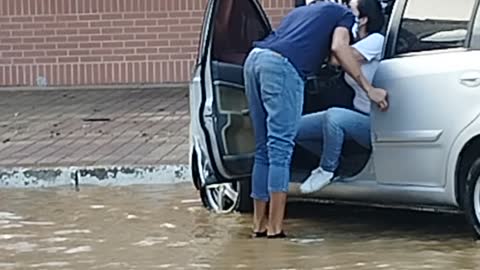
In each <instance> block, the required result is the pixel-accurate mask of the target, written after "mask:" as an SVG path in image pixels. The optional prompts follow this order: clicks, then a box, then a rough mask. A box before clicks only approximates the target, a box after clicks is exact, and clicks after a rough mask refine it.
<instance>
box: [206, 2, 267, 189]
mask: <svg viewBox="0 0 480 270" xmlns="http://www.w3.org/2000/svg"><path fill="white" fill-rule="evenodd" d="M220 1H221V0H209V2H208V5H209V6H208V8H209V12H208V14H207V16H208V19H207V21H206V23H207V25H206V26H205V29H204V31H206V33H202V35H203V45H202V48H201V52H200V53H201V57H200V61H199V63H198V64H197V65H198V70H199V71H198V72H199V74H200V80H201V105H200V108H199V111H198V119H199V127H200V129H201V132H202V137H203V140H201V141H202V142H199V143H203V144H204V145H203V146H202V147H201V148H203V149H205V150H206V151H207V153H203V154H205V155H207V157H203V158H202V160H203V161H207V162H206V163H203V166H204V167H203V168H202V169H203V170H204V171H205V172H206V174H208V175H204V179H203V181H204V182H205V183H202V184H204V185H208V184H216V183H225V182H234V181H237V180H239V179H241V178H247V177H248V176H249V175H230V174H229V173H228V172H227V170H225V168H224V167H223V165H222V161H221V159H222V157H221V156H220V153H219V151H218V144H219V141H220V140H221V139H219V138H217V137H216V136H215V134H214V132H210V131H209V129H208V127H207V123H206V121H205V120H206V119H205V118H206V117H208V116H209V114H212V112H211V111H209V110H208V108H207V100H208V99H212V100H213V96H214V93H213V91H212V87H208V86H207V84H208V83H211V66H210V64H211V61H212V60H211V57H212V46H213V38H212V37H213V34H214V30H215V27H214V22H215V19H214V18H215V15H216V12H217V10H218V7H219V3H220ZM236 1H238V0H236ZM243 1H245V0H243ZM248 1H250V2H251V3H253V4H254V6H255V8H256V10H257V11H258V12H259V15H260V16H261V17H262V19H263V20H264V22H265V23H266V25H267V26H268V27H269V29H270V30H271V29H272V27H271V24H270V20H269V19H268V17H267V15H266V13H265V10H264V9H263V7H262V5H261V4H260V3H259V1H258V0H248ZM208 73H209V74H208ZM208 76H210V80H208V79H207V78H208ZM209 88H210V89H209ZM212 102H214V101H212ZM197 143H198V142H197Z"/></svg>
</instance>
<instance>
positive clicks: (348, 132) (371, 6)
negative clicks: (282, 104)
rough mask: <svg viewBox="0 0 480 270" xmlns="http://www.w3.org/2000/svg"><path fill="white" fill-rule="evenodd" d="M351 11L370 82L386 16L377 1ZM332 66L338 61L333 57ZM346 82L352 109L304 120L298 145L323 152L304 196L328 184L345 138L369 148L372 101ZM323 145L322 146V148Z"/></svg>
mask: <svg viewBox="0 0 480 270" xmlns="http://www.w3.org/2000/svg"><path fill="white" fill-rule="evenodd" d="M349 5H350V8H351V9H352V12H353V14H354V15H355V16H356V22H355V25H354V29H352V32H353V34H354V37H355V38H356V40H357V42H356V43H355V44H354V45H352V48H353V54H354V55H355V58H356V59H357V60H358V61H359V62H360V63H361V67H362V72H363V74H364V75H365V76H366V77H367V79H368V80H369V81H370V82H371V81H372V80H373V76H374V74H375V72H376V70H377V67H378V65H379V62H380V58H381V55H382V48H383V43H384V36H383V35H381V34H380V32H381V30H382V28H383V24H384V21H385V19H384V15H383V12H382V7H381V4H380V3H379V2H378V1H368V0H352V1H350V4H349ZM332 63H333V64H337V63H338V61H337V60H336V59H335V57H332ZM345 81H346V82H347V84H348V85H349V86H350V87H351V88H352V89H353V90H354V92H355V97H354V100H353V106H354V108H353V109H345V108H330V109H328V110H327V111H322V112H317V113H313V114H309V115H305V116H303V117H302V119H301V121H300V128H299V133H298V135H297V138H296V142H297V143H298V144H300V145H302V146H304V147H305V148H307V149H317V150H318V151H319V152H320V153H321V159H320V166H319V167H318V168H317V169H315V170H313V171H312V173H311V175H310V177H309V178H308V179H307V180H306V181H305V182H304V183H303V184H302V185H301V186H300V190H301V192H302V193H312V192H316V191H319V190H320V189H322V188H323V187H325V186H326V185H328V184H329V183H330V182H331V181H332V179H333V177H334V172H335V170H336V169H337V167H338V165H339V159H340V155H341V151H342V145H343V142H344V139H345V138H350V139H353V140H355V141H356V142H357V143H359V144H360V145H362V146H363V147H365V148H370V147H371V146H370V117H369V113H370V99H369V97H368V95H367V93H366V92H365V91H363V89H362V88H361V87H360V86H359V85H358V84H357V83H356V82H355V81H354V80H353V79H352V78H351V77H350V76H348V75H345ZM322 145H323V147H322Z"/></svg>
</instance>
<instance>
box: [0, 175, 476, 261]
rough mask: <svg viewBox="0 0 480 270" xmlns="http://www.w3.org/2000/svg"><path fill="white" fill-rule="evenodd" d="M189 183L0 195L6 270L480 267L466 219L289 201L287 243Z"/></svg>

* **Exercise prompt**:
All records, pictures excluded: copy them exactly.

* **Solution for this exercise**:
In each <instance> block, the required result is the pixel-accurate mask of the target, written after "mask:" as an SVG path in image pixels. The optional prompts follow this order: clicks, then a box, then a rough mask. A box before clicks only approximates the target, a box after clicks is exact, and clicks after a rough mask refine it.
<instance>
box: [206, 2, 267, 189]
mask: <svg viewBox="0 0 480 270" xmlns="http://www.w3.org/2000/svg"><path fill="white" fill-rule="evenodd" d="M220 1H221V0H209V2H208V5H209V6H208V8H209V12H208V14H207V16H208V19H207V21H206V23H207V25H206V26H205V29H204V31H206V33H202V35H203V45H202V48H201V52H200V53H201V57H200V61H199V63H198V64H197V65H198V70H199V71H198V72H199V74H200V80H201V105H200V108H199V111H198V119H199V127H200V129H201V132H202V137H203V140H201V141H202V142H199V143H203V144H204V145H203V146H202V147H201V148H203V149H205V150H206V151H207V153H203V154H205V155H207V157H203V158H202V160H203V161H207V162H206V163H203V166H204V167H203V168H202V169H203V170H204V171H205V172H206V174H208V175H204V179H203V181H204V182H205V183H202V184H204V185H208V184H216V183H225V182H234V181H237V180H239V179H241V178H247V177H248V176H249V175H230V174H229V173H228V172H227V170H225V168H224V167H223V165H222V161H221V159H222V157H221V156H220V153H219V151H218V144H219V141H220V140H221V139H219V138H217V137H216V136H215V134H214V132H210V131H209V129H208V127H207V123H206V121H205V120H206V119H205V118H206V117H208V116H209V114H212V112H211V111H209V110H208V108H207V100H208V99H212V100H213V96H214V93H213V91H212V87H208V86H207V84H208V83H211V66H210V64H211V61H212V60H211V57H212V46H213V38H212V37H213V34H214V30H215V27H214V22H215V19H214V18H215V15H216V12H217V10H218V7H219V3H220ZM236 1H238V0H236ZM243 1H245V0H243ZM248 1H250V2H251V3H253V4H254V6H255V8H256V10H257V11H258V12H259V15H260V16H261V17H262V19H263V20H264V22H265V23H266V25H267V26H268V27H269V29H270V30H271V29H272V27H271V24H270V20H269V19H268V17H267V15H266V13H265V10H264V9H263V7H262V5H261V4H260V3H259V1H258V0H248ZM208 73H209V74H208ZM208 76H210V80H208V79H207V78H208ZM209 88H210V89H209ZM212 102H214V101H212ZM197 143H198V142H197Z"/></svg>
</instance>
<instance>
positive clicks: (348, 132) (371, 6)
negative clicks: (282, 104)
rough mask: <svg viewBox="0 0 480 270" xmlns="http://www.w3.org/2000/svg"><path fill="white" fill-rule="evenodd" d="M351 11L370 82L386 16L377 1ZM332 66L338 61L333 57ZM346 82L352 109L304 120L298 145L323 152L304 196L328 184L345 138L369 148L372 101ZM323 145L322 146V148Z"/></svg>
mask: <svg viewBox="0 0 480 270" xmlns="http://www.w3.org/2000/svg"><path fill="white" fill-rule="evenodd" d="M349 5H350V8H351V9H352V12H353V14H354V15H355V16H356V22H355V25H354V29H352V32H353V34H354V37H355V38H356V40H357V42H356V43H355V44H354V45H352V48H353V54H354V55H355V58H356V59H357V60H358V61H359V62H360V63H361V67H362V72H363V74H364V75H365V76H366V77H367V79H368V80H369V81H370V82H371V81H372V80H373V76H374V74H375V72H376V70H377V67H378V65H379V62H380V58H381V55H382V48H383V43H384V36H383V35H381V34H380V32H381V30H382V28H383V24H384V21H385V19H384V15H383V12H382V7H381V4H380V3H379V2H378V1H368V0H352V1H350V4H349ZM332 63H333V64H337V63H338V61H337V60H336V59H335V57H332ZM345 81H346V82H347V84H348V85H349V86H350V87H351V88H352V89H353V90H354V92H355V97H354V100H353V106H354V108H353V109H345V108H330V109H328V110H327V111H322V112H317V113H313V114H309V115H305V116H303V117H302V119H301V121H300V128H299V133H298V135H297V138H296V142H297V143H298V144H300V145H302V146H304V147H305V148H307V149H317V150H318V151H319V152H320V153H321V159H320V166H319V167H318V168H317V169H315V170H313V171H312V173H311V175H310V177H309V178H308V179H307V180H306V181H305V182H304V183H303V184H302V185H301V186H300V190H301V192H302V193H312V192H316V191H319V190H320V189H322V188H323V187H325V186H326V185H328V184H329V183H330V182H331V181H332V179H333V177H334V172H335V170H336V169H337V167H338V165H339V159H340V155H341V151H342V145H343V142H344V139H345V138H350V139H353V140H355V141H356V142H357V143H359V144H360V145H362V146H363V147H365V148H370V147H371V146H370V117H369V113H370V99H369V97H368V95H367V93H366V92H365V91H363V89H362V88H361V87H360V86H359V85H358V84H357V83H356V82H355V81H354V80H353V79H352V78H351V77H350V76H348V75H345ZM322 145H323V147H322Z"/></svg>
</instance>
<instance>
box: [0, 175, 476, 261]
rough mask: <svg viewBox="0 0 480 270" xmlns="http://www.w3.org/2000/svg"><path fill="white" fill-rule="evenodd" d="M189 183L0 195L6 270L480 267L466 219L289 201L287 243Z"/></svg>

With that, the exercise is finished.